Exercise aim
Please retype the entries below exactly as they are written.

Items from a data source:
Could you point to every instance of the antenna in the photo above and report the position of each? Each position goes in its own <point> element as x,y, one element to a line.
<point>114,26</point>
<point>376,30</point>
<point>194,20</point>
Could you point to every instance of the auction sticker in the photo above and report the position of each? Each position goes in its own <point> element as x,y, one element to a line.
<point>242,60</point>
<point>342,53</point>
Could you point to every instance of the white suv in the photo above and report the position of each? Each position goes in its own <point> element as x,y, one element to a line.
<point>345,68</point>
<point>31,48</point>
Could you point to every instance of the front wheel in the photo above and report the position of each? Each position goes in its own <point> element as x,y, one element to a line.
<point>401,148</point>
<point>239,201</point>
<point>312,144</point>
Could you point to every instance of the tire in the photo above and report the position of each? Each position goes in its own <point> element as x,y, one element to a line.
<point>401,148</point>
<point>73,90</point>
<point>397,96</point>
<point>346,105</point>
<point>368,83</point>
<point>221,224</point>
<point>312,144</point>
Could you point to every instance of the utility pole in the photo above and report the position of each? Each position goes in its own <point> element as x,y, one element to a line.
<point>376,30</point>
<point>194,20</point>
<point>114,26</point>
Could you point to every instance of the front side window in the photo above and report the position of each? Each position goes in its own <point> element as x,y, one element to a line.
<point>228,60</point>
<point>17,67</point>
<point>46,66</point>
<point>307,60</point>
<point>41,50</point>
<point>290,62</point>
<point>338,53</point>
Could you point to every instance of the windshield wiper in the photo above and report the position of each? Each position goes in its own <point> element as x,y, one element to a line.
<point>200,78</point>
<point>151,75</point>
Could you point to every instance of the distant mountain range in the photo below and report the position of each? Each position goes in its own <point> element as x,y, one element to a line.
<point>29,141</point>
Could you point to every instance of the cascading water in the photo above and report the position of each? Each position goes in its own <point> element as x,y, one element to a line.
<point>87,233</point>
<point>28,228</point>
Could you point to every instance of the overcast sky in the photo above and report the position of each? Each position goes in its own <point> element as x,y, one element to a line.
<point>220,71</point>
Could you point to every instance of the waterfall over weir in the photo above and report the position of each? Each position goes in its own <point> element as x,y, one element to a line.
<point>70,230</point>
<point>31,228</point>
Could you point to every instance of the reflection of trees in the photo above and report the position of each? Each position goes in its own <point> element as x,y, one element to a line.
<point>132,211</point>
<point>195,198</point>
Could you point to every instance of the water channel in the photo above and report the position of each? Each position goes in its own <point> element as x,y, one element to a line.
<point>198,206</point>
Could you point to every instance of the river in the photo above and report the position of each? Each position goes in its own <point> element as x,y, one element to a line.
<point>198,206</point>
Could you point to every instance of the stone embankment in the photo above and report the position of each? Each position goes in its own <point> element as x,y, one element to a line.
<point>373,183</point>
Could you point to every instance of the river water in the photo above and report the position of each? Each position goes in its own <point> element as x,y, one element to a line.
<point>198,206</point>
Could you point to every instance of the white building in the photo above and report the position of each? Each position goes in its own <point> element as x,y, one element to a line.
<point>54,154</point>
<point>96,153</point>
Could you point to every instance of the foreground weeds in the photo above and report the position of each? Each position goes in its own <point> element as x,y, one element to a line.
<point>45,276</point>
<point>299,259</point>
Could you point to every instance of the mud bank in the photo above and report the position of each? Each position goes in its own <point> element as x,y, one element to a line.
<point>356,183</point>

Problem solution
Could you point to every instance of the antenna in the photo above and report the position of each? Each position goes in its own <point> element as x,y, one element to a line.
<point>114,26</point>
<point>376,30</point>
<point>194,20</point>
Could you point to every instance of the auction sticker in the photo above and report the position of each? Each position goes in its own <point> element as x,y, one element to a line.
<point>242,60</point>
<point>342,53</point>
Could you point to every instance of the white suv in the photo above and report the position of each? Each position goes in its own <point> element as x,y, one element to a line.
<point>345,68</point>
<point>31,48</point>
Could you point to every instance of the front wheel in the photo above and report the position of each? Each position goes in its own <point> element as x,y, one element to a line.
<point>401,148</point>
<point>239,201</point>
<point>312,144</point>
Could you point to every instance of the tire in the photo above and report the position of each? Each position goes in its own <point> element as x,y, one element to a line.
<point>401,148</point>
<point>73,90</point>
<point>397,96</point>
<point>346,105</point>
<point>368,83</point>
<point>221,224</point>
<point>312,144</point>
Could you point to every instance of the utility pole in the photo above and report the position of each? Each position goes in its own <point> element as x,y, one element to a line.
<point>376,30</point>
<point>194,20</point>
<point>114,26</point>
Could you point to every instance of the front side window in the photo above and report the position of each? Each position goes in its own <point> element as x,y, one element to a line.
<point>228,60</point>
<point>17,67</point>
<point>46,66</point>
<point>307,60</point>
<point>41,50</point>
<point>290,62</point>
<point>338,53</point>
Could you point to every instance of the windshield wiper in the photo above and report the position of each? Each position goes in its own <point> element as x,y, one element to a line.
<point>200,78</point>
<point>151,75</point>
Could you point to every instance of the distant mountain range in the photo below and report the position of each? Each position goes in its own <point> element as x,y, one element to a line.
<point>29,141</point>
Could you point to every instance of the cascading water in the photo above and report the position of each? Each position goes in its own <point> element as x,y, one element to a line.
<point>87,233</point>
<point>28,228</point>
Could you point to every instance of the overcast sky in the photo above and report the position of each? Each position goes in its own <point> element as x,y, one element to a line.
<point>220,71</point>
Could you point to every instance of the waterfall over weir in the photo above and report the position of each? Each position goes in its own <point> element as x,y, one element to a line.
<point>70,230</point>
<point>31,228</point>
Could you point to every instance of the reflection of trees in the photo above and report the position of each? Each position goes in its own <point> element as x,y, one element to a line.
<point>132,211</point>
<point>195,198</point>
Could you point to every instance of the water channel in the photo above and report the position of each? Each position goes in its own <point> element as x,y, one element to a line.
<point>198,206</point>
Could you point to every instance of the river in the photo above and report the position of each? Each position goes in its own <point> element as x,y, one element to a line.
<point>198,206</point>
Could you point to every instance of the stone embankment in the photo above and report the position of each? Each position goes in its own <point> element as x,y, one element to a line.
<point>373,183</point>
Could you point to every instance of the river water in the photo above and report the position of each? Each position goes in its own <point> element as x,y, one element to a line.
<point>198,206</point>
Could you point to every instance of the white building in the photo above and report the position of each? Each position goes in its own <point> element as x,y, one element to a line.
<point>54,154</point>
<point>96,153</point>
Could you point to every instance of the foreground weeds in the photo above and report the position of each? Each position goes in its own <point> element as x,y, one element to a line.
<point>45,276</point>
<point>299,259</point>
Could you point to every instance of the mud bank in the photo above and report the position of each? Each position goes in its own <point> element as x,y, one element to a line.
<point>356,183</point>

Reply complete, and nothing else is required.